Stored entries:
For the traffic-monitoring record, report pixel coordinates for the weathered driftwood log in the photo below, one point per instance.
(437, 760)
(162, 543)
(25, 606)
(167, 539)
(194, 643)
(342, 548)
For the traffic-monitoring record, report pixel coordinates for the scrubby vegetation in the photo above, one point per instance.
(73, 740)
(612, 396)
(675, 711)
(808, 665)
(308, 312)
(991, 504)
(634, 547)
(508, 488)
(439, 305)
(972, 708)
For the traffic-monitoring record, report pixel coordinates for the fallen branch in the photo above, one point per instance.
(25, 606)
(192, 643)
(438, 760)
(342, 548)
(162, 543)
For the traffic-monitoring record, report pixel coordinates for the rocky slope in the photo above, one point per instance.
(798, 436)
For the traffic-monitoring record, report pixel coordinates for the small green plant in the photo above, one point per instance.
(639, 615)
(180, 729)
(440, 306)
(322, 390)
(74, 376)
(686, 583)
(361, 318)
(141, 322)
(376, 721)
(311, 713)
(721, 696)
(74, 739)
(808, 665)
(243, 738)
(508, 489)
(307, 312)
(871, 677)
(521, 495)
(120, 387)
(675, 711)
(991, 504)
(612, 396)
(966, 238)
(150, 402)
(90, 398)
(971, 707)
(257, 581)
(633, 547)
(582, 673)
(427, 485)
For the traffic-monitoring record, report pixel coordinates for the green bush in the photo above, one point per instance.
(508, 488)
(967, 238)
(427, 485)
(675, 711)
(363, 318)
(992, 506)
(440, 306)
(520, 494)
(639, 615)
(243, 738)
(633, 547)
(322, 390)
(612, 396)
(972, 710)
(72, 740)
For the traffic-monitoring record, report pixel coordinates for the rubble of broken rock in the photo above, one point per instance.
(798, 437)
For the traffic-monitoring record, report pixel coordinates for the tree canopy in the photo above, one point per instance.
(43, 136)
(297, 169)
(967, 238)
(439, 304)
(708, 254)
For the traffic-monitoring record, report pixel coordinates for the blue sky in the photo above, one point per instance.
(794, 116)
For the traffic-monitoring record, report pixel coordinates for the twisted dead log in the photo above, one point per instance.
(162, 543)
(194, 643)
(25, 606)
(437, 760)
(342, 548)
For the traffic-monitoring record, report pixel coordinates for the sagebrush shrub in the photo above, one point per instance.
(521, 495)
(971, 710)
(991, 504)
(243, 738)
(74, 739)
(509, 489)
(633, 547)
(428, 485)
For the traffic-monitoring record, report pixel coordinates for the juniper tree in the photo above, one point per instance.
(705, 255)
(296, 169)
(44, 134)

◆ **TO BE DONE**: Rescale the material starting at the line containing "for the rubble" and ending at the end of the material, writing out only those lines with the requests included. Multiply every coordinate in the answers by 0.3 and round to whole numbers, with halves going up.

◆ **OUTPUT BELOW**:
For the traffic-monitoring record, report pixel coordinates for the rubble of broken rock in the photo above, one point per instance.
(239, 131)
For the traffic-monitoring record, report pixel coordinates for the tree canopy in the photo above, one point per instance.
(13, 41)
(89, 51)
(290, 71)
(132, 91)
(212, 76)
For the traffic-monitoring record, report pixel coordinates for the blue sky in the photo above, one point per instance.
(238, 35)
For the traffic-monitoring record, report pixel coordinates for the twisted dead log in the photo above, one point per instance.
(49, 163)
(58, 193)
(8, 182)
(131, 228)
(103, 164)
For the traffic-monitoring record, report pixel coordinates for the sagebrush shrub in the photo above, one point per instance.
(156, 149)
(291, 213)
(297, 151)
(73, 221)
(22, 222)
(153, 147)
(190, 164)
(128, 146)
For the traffic-monitoring record, report pixel coordinates for the juniper tree in the photo above, one point per instance.
(212, 77)
(89, 51)
(13, 40)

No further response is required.